### EXERCISES:
1) Reproduce the passage of the SDM-WindPoS page from "SDM-WindPoS in a" up to and including "the computational domain.".
2) Summarize the SDM-WindPoS page in two sentences.
3) Answer these questions from the SDM-WindPoS page:
(a) For what application is computing small-scale wind and estimating its uncertainties said to be of particular importance?
(b) What is the coarse prediction based on?
(c) Which two application domains are named where SDM-WindPoS is an advantageous alternative?

### DOCUMENT PASSAGE:
__________________________________________________
SDM-WindPoS in a nutshell

tke surfaces as wake signature in 12 mills farm demoThe computation of the wind at small scale and the estimation of its uncertainties is of particular importance for applications such as wind energy resource estimation.

To this aim, we develop a new numerical method based on the combination of an coarse prediction (based on Numerical Weather Prediction model) or statistical wind behaviors  (based on measurement campaign and local observations)  and a Lagrangian Stochastic Model, adopting a  fully Lagrangian viewpoint for the turbulent flow modeling  in  the atmospheric boundary layer in order to refine the simulation in the computational domain.

 

SDM-WindPoS is a model for the simulation of wind in the atmospheric boundary layer.
SDM-WindPoS uses a Lagrangian approach to solve the dynamical equations of the wind. Based on a turbulent-fluid-particle model description, SDM-WindPoS  is an advantageous alternative for some application domains, such as dynamical downscaling simulations and wind farm simulations.
__________________________________________________
Entries from a pointing dataset:
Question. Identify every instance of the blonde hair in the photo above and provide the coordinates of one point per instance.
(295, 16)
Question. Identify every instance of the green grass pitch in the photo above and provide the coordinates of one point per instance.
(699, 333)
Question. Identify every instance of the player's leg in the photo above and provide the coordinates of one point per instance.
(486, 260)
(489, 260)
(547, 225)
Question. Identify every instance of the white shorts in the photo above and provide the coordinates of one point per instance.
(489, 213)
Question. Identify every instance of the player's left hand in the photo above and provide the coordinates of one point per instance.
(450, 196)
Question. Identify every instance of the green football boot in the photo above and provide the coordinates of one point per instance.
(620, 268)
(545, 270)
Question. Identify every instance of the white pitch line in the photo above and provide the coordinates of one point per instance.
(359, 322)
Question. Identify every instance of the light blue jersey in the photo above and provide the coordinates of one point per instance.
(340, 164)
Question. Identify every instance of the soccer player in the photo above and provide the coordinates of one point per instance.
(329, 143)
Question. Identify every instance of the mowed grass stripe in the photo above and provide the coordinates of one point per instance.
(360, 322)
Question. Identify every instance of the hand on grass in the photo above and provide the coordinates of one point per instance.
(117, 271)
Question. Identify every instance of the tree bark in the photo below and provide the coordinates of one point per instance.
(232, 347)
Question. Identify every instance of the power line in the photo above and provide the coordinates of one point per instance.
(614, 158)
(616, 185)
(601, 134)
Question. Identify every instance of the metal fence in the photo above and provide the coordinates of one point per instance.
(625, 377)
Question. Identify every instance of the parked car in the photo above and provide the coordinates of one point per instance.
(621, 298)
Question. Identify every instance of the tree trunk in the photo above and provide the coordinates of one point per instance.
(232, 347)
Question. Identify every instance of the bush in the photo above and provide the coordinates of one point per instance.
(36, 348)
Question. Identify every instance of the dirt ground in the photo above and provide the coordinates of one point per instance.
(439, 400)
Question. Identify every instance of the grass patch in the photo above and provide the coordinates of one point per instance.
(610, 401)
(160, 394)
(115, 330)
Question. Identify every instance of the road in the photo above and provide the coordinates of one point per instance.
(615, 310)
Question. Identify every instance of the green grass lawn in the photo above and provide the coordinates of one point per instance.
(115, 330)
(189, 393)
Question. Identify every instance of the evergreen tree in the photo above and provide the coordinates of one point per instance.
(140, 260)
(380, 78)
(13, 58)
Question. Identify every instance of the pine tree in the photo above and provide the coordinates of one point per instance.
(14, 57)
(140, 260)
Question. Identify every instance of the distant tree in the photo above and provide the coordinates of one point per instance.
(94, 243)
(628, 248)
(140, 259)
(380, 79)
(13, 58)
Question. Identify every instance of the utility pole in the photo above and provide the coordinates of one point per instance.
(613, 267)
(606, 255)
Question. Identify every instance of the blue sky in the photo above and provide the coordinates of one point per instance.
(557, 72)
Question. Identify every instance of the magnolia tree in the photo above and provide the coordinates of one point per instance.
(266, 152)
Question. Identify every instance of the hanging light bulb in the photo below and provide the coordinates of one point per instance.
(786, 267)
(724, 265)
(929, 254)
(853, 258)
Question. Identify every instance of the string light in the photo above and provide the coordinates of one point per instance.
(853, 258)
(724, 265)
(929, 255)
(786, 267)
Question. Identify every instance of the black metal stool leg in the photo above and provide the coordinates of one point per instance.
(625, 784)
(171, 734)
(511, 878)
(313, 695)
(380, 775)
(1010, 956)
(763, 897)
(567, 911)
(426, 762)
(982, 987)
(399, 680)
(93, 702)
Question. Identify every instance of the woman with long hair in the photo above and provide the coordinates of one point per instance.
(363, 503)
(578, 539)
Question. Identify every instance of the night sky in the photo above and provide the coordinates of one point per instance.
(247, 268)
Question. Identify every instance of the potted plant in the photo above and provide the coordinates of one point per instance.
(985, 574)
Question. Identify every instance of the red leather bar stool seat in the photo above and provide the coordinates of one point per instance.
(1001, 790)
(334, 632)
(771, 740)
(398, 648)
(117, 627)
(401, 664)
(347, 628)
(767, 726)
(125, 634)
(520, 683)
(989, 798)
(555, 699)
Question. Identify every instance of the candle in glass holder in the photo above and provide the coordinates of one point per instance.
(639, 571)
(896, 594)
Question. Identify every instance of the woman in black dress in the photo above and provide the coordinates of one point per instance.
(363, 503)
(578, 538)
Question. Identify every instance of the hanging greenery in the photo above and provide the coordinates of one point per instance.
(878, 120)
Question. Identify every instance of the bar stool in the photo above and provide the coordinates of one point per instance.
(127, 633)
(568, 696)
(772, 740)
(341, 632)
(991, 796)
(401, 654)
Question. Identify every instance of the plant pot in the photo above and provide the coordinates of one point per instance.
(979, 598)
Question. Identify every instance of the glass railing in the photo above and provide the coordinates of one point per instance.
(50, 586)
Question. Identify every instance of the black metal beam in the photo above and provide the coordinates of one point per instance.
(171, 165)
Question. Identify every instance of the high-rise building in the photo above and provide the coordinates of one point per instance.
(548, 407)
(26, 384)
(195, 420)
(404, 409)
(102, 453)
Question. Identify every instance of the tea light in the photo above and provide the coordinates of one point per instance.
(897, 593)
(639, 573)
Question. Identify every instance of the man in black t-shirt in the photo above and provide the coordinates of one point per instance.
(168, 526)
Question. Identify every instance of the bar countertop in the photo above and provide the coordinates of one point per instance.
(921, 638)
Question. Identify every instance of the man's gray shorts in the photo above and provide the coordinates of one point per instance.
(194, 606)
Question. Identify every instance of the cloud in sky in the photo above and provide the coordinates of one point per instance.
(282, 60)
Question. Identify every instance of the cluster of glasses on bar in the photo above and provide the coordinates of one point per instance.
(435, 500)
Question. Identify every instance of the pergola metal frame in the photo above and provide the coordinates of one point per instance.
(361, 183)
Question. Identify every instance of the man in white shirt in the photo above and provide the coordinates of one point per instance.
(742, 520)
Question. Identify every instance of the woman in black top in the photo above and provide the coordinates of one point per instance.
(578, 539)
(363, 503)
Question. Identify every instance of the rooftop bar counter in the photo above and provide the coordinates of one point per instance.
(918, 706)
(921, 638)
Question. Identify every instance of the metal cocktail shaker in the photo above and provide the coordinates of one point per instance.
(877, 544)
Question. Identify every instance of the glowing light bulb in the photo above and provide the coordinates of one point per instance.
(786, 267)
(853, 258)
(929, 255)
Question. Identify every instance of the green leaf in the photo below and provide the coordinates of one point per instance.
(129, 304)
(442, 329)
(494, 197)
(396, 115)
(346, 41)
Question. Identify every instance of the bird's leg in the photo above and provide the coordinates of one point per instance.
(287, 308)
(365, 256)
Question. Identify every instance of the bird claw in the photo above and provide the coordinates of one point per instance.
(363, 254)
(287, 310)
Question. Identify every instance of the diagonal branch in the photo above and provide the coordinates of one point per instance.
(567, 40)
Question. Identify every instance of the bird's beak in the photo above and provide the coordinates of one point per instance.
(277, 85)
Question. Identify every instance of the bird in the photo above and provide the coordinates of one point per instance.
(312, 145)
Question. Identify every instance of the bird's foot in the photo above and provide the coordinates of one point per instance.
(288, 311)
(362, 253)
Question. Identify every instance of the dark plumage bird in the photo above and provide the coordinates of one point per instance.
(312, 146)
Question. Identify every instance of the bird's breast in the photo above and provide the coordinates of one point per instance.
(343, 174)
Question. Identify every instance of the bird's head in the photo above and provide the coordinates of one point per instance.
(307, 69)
__________________________________________________
### SOLUTIONS TO THE TASKS:
1)
SDM-WindPoS in a nutshell

tke surfaces as wake signature in 12 mills farm demoThe computation of the wind at small scale and the estimation of its uncertainties is of particular importance for applications such as wind energy resource estimation.

To this aim, we develop a new numerical method based on the combination of an coarse prediction (based on Numerical Weather Prediction model) or statistical wind behaviors  (based on measurement campaign and local observations)  and a Lagrangian Stochastic Model, adopting a  fully Lagrangian viewpoint for the turbulent flow modeling  in  the atmospheric boundary layer in order to refine the simulation in the computational domain.

2) SDM-WindPoS is a model for simulating wind in the atmospheric boundary layer that uses a Lagrangian approach based on a turbulent-fluid-particle model description. It combines a coarse prediction or statistical wind behaviors with a Lagrangian Stochastic Model to refine the simulation, and it is an advantageous alternative for applications such as dynamical downscaling and wind farm simulations.

3)
(a) Wind energy resource estimation.
(b) A Numerical Weather Prediction model.
(c) Dynamical downscaling simulations and wind farm simulations.